(Records excerpted from a collection)

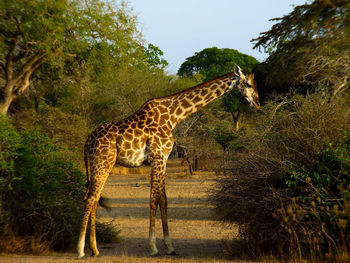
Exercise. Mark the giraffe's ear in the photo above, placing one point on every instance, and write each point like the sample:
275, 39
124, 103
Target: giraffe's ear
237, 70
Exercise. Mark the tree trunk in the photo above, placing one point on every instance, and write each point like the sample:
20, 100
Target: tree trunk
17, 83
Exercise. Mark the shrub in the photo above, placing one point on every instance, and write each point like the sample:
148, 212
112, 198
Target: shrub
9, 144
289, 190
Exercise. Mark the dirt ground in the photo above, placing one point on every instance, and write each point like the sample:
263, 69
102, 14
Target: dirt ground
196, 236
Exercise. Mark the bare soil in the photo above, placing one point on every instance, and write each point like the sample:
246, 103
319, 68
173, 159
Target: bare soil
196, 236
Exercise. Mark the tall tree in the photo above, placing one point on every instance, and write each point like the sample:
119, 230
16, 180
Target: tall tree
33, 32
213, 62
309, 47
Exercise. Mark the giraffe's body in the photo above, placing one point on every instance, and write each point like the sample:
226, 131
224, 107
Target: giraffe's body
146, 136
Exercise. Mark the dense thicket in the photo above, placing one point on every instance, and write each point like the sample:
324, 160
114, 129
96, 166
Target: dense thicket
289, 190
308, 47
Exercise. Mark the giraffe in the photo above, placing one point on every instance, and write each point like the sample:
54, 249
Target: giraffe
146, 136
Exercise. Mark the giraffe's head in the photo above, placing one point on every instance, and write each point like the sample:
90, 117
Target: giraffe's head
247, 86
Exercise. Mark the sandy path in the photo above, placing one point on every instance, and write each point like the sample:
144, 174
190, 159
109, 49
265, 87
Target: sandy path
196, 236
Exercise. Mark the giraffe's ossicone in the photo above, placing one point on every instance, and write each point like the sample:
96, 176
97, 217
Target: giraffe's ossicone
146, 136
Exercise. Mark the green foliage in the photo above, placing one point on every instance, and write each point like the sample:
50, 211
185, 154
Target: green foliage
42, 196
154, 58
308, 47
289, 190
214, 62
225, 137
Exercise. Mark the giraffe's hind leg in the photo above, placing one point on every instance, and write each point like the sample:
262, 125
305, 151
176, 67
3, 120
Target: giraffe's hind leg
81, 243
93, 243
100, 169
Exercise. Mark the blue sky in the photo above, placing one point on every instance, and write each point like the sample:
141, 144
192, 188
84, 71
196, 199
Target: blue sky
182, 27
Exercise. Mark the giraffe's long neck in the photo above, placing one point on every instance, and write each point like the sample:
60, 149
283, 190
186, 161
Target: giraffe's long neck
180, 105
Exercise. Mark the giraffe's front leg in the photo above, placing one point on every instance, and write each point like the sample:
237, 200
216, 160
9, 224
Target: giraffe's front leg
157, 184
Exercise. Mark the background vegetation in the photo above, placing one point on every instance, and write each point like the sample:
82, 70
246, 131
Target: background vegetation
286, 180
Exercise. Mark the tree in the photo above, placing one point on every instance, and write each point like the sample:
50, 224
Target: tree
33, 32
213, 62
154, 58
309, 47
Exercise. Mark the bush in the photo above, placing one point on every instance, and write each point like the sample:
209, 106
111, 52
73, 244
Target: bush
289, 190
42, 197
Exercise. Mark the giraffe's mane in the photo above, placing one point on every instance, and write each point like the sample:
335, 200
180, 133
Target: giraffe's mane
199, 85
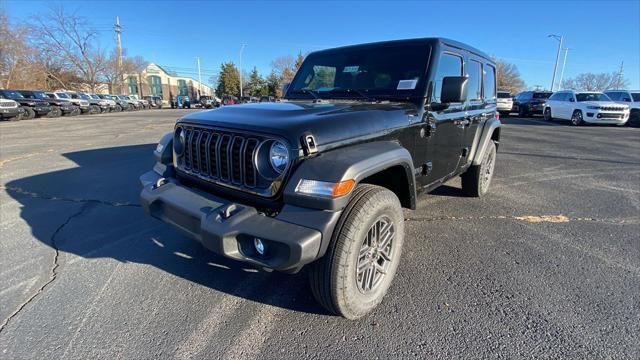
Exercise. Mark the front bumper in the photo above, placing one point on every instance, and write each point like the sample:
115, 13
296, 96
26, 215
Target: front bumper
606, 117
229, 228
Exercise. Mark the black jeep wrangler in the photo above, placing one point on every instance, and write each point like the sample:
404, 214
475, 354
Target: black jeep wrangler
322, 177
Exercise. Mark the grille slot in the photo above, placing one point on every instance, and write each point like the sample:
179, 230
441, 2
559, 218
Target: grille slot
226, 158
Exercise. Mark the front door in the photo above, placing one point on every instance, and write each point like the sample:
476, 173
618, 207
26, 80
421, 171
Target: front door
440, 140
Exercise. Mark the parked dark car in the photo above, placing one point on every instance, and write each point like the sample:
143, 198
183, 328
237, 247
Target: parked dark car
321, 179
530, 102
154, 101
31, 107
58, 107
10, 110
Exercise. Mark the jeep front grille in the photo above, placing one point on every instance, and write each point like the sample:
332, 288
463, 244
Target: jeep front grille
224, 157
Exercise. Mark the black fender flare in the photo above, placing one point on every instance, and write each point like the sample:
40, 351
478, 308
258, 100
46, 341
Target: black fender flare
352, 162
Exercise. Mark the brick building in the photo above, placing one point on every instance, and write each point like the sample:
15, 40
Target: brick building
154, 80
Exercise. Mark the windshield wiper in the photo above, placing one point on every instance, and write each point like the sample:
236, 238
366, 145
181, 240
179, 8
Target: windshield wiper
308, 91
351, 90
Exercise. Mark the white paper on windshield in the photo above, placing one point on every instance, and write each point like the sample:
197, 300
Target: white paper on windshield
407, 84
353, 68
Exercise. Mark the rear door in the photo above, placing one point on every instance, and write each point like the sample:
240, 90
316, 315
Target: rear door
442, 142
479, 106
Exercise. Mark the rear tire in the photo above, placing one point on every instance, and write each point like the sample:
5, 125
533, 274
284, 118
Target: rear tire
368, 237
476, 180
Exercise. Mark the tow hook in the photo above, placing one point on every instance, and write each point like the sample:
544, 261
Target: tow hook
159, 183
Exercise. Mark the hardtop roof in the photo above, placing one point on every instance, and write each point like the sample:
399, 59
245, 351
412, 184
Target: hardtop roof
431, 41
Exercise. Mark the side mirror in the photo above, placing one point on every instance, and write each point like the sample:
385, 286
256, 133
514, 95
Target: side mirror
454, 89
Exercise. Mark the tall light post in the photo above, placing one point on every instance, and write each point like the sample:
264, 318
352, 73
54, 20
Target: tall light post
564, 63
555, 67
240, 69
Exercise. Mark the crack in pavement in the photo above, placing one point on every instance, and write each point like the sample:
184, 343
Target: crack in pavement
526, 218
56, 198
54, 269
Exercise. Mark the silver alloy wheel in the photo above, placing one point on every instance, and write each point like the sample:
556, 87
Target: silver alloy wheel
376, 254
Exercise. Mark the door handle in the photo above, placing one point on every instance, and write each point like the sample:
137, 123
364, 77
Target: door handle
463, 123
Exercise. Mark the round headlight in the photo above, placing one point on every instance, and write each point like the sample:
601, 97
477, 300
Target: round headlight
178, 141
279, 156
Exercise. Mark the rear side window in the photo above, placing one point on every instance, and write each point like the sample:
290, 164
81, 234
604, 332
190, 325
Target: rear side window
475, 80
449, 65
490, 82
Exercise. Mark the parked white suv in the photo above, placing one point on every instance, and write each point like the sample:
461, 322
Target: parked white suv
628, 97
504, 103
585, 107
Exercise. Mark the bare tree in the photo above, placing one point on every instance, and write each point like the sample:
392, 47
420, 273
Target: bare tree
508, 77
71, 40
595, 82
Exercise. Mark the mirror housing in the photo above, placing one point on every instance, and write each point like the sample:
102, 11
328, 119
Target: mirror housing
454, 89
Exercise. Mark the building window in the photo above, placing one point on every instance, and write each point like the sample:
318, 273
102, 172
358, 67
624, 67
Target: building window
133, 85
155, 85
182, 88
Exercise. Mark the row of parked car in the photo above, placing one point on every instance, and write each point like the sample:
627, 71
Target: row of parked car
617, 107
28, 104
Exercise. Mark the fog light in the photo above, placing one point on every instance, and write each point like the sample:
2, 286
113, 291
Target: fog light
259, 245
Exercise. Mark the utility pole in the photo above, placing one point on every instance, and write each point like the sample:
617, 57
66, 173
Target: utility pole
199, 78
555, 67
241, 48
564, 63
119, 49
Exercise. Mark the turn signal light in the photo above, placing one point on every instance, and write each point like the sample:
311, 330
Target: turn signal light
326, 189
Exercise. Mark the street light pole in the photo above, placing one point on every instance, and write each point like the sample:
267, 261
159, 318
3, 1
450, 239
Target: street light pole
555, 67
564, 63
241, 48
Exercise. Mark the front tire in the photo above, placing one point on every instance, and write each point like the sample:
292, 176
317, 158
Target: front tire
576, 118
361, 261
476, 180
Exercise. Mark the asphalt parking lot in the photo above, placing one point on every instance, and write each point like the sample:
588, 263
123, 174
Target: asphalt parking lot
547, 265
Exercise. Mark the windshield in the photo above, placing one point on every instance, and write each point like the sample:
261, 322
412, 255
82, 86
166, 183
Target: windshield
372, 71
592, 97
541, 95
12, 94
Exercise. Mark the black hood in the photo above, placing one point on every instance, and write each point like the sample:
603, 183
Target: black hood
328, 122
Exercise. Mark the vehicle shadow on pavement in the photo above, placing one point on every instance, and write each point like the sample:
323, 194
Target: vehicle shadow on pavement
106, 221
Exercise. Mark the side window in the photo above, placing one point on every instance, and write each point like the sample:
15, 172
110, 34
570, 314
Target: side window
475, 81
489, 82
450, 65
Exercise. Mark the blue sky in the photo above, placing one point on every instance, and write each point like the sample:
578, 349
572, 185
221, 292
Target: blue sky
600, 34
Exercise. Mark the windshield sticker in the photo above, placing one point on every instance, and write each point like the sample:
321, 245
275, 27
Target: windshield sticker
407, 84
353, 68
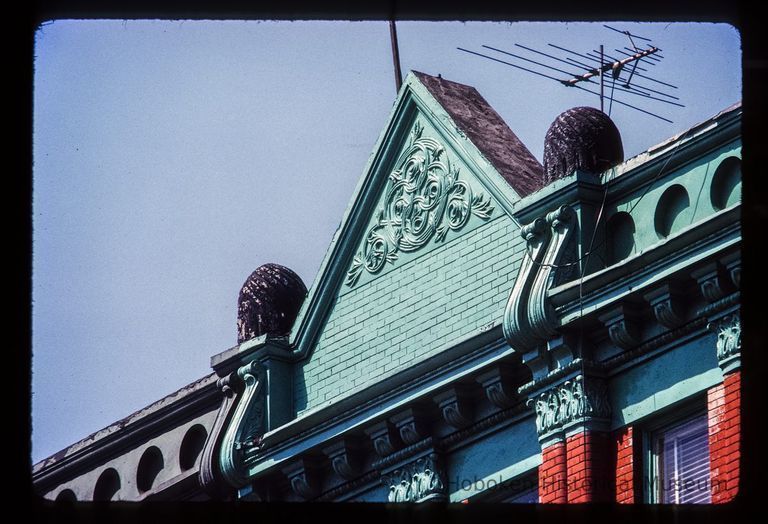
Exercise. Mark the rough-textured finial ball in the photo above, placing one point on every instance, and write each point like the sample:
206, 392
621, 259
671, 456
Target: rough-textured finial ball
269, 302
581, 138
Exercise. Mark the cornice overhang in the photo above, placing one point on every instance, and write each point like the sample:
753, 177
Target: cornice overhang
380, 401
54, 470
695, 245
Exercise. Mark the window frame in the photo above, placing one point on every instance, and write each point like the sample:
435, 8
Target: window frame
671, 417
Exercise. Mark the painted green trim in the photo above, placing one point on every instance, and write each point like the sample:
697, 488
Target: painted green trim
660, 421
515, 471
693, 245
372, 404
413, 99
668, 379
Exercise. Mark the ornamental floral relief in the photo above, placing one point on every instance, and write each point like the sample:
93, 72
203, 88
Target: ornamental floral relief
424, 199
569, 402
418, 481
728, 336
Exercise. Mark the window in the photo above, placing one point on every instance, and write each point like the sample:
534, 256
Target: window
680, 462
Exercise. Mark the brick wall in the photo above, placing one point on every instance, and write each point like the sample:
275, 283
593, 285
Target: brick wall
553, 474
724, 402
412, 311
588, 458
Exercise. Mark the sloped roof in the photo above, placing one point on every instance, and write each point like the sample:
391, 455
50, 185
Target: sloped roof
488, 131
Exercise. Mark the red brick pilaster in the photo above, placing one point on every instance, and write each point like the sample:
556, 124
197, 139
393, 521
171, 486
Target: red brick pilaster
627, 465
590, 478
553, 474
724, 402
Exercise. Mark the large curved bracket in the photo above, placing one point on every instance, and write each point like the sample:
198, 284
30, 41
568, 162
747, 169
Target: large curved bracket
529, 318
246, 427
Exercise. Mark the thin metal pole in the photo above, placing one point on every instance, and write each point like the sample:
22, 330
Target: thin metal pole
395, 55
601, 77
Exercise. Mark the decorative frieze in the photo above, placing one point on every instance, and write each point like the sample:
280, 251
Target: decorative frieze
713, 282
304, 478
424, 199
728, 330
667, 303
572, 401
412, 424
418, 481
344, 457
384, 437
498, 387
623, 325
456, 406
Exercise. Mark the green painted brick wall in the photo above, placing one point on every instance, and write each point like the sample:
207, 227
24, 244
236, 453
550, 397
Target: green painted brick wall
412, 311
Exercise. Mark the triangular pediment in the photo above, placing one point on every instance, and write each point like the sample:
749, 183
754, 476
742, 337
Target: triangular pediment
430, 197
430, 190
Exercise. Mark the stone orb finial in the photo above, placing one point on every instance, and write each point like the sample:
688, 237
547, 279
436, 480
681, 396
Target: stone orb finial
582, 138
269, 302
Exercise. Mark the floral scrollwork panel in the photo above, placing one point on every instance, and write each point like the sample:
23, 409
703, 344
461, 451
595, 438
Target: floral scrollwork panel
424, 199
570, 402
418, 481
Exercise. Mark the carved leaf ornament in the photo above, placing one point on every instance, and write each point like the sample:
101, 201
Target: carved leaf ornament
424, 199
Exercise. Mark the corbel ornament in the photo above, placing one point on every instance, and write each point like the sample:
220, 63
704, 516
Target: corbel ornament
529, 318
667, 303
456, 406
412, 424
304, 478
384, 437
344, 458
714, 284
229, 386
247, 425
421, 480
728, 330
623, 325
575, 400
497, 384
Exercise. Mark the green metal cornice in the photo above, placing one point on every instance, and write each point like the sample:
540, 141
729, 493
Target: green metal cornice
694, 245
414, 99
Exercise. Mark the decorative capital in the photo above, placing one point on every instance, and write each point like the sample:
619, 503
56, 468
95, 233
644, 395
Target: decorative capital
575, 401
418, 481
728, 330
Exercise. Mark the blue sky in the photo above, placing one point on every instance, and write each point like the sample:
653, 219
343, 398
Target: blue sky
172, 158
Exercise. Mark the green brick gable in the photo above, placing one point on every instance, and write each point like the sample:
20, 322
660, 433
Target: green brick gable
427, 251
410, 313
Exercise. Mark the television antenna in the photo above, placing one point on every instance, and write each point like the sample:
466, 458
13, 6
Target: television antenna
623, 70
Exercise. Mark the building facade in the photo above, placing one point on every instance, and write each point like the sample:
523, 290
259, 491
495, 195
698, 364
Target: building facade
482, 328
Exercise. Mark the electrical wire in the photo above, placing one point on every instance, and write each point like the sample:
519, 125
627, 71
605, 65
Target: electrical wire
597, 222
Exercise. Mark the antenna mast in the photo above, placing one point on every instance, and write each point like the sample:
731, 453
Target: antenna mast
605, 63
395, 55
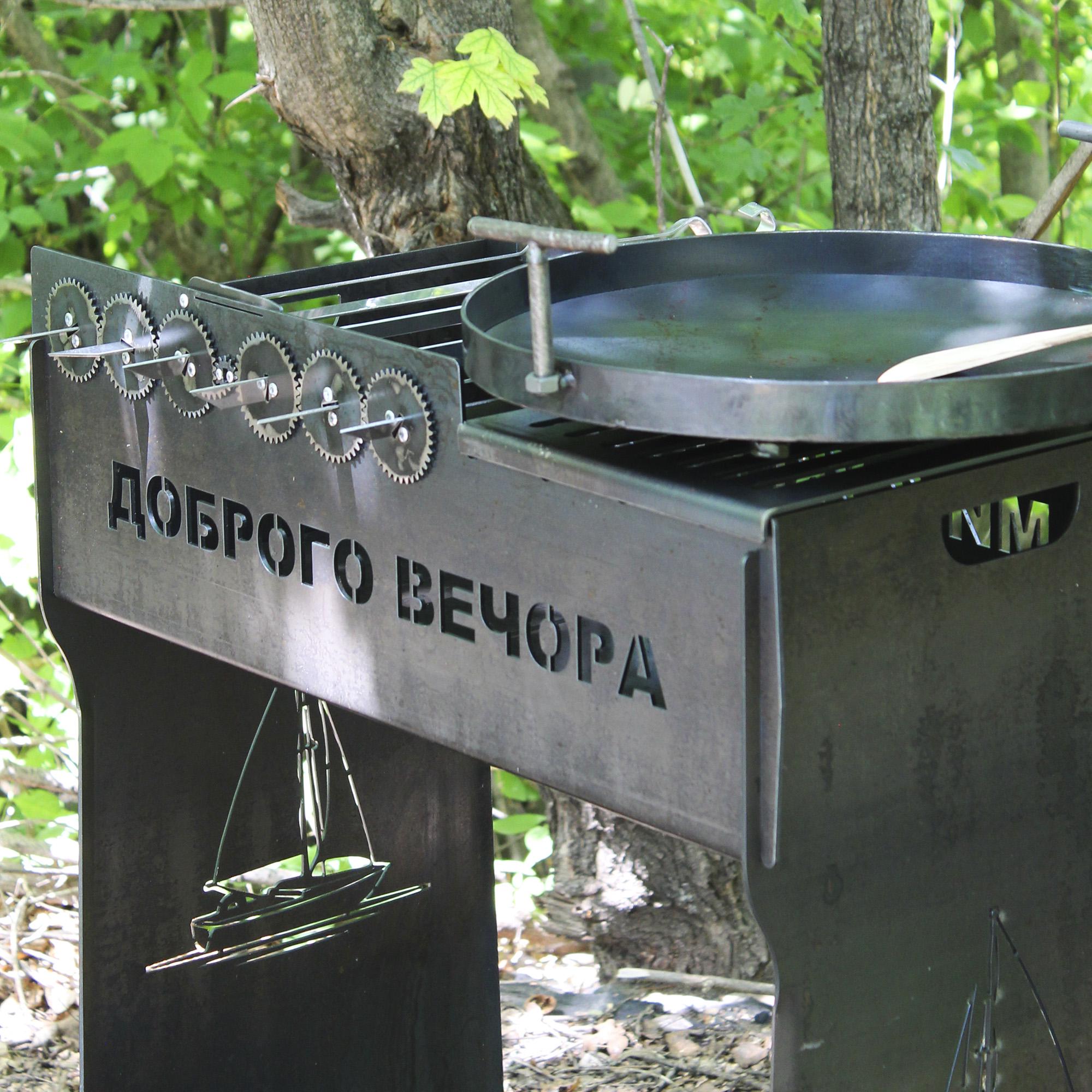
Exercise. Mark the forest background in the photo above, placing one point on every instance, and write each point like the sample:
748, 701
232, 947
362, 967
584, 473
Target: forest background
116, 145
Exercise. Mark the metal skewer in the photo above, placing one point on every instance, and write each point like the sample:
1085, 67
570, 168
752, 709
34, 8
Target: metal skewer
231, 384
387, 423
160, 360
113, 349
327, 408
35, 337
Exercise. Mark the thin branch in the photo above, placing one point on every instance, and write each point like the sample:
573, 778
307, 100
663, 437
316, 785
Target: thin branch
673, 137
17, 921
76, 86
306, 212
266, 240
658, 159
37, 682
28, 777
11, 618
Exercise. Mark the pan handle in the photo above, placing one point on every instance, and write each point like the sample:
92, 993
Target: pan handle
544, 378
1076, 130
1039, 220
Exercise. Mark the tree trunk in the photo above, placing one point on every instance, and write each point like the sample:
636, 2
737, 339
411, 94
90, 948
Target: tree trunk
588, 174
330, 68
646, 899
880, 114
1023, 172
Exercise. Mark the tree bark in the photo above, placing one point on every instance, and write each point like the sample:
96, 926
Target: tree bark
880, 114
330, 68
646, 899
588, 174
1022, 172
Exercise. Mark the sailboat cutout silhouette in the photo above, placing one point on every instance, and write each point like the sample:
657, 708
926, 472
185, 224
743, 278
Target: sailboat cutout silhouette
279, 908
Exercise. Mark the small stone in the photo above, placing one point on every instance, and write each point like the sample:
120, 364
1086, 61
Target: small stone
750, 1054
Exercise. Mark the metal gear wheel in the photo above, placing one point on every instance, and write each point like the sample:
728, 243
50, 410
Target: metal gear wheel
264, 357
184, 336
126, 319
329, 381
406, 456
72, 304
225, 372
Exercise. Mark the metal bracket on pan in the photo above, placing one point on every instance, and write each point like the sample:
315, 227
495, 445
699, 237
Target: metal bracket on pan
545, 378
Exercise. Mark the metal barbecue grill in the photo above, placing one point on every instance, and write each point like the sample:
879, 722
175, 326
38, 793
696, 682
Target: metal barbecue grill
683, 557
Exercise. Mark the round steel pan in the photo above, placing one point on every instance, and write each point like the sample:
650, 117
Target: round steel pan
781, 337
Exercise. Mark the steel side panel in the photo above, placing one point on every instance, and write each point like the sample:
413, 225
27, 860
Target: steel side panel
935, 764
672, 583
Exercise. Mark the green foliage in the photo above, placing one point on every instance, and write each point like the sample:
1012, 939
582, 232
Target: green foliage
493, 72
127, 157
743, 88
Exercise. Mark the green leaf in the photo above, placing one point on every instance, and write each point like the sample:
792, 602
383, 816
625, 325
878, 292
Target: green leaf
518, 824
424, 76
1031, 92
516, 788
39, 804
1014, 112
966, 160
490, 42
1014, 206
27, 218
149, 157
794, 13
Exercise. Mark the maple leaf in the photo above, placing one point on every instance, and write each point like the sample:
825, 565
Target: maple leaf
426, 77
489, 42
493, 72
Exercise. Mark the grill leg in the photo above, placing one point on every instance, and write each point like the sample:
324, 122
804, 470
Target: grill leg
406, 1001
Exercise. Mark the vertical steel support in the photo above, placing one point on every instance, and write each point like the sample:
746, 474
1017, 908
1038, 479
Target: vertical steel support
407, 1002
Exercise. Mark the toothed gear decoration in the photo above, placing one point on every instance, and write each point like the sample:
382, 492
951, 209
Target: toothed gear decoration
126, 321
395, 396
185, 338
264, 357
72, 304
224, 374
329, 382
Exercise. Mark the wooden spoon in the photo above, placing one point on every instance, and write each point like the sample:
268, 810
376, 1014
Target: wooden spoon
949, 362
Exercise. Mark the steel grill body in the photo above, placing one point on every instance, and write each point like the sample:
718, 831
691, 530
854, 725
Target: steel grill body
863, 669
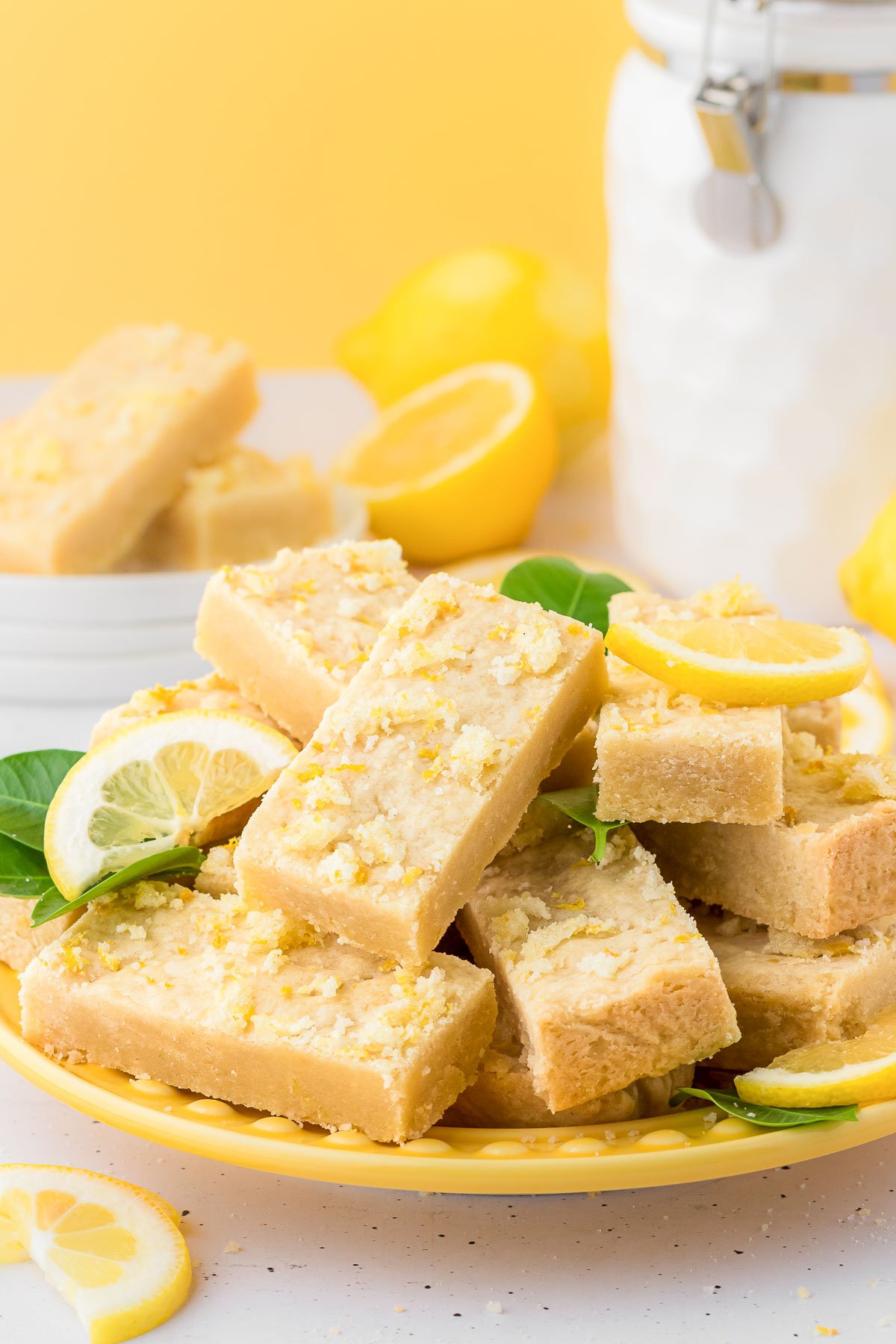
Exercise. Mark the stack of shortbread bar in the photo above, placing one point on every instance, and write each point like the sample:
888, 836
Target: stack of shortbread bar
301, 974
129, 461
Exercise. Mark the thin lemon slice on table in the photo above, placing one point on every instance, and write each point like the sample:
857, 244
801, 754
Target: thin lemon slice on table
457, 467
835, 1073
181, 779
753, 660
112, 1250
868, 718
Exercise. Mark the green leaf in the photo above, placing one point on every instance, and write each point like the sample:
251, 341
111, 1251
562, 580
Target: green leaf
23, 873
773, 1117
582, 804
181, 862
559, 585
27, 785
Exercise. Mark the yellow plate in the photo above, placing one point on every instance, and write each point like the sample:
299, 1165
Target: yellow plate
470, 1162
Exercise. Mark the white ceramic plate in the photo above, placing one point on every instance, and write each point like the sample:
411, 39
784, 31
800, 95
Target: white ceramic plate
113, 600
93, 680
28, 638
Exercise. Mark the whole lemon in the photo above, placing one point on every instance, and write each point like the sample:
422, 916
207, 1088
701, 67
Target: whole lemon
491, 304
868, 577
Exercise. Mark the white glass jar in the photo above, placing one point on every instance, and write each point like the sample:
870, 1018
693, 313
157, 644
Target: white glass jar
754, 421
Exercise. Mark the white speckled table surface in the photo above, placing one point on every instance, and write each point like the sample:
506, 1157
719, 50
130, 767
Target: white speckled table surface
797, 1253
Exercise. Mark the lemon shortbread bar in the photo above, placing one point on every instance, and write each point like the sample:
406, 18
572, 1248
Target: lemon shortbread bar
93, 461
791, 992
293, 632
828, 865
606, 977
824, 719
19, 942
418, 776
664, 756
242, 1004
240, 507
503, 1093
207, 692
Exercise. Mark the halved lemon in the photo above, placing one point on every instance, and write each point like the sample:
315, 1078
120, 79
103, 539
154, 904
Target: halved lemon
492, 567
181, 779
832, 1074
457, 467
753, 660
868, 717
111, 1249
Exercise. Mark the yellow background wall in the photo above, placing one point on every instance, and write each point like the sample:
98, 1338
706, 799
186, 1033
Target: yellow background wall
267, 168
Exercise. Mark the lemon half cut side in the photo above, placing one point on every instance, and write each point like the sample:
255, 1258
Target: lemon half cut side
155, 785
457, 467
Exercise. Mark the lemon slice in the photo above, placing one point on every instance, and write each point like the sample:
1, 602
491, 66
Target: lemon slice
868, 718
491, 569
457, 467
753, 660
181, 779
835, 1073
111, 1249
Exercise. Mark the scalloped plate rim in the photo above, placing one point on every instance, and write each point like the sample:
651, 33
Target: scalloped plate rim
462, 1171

* _WORK ORDER_: Every line above from the line with "Target: shrub" to the line with "Exercise. Mark the giraffe's ossicone", both included, must be reproduced exactly, and no other line may appear.

* _RESULT OF THE TASK_:
Target: shrub
9, 144
289, 190
Exercise. Mark the dirt ground in the photo above, placing one point on every instance, and write each point like the sample:
263, 69
102, 14
Target: dirt ground
196, 236
Exercise. Mark the bare soil in the photo above, placing one point on every instance, and write each point like the sample:
246, 103
319, 68
173, 159
Target: bare soil
196, 236
Exercise. Mark the tall tree in the photo above, placing one point on every instance, and write each point like the sample:
119, 230
16, 180
Target: tall tree
33, 32
213, 62
309, 47
Exercise. Mark the giraffe's body in the photo above, placing one point on every instance, and write each point like the sample:
226, 131
224, 107
Target: giraffe's body
146, 136
Exercise. Mark the dense thicket in the photo above, placing one point on every instance, and write each point like the sample:
324, 160
114, 129
96, 166
Target: dense thicket
289, 190
308, 47
Exercise. Mark the giraffe in the photo above, placing one point on every instance, and write each point like the sample:
54, 249
Target: giraffe
146, 136
Exercise. Mark the giraffe's head in the photo above, placing one point on every instance, and write each point like the sample:
90, 117
Target: giraffe's head
247, 86
Exercise. Mark the sandy path in the photo above, placing one point on every instance, and write each point like the sample:
144, 174
190, 159
109, 49
265, 87
Target: sandy path
196, 236
Exercise. Mark the giraffe's ossicone in the photo above, placing one point on every instance, and write each point like the sample:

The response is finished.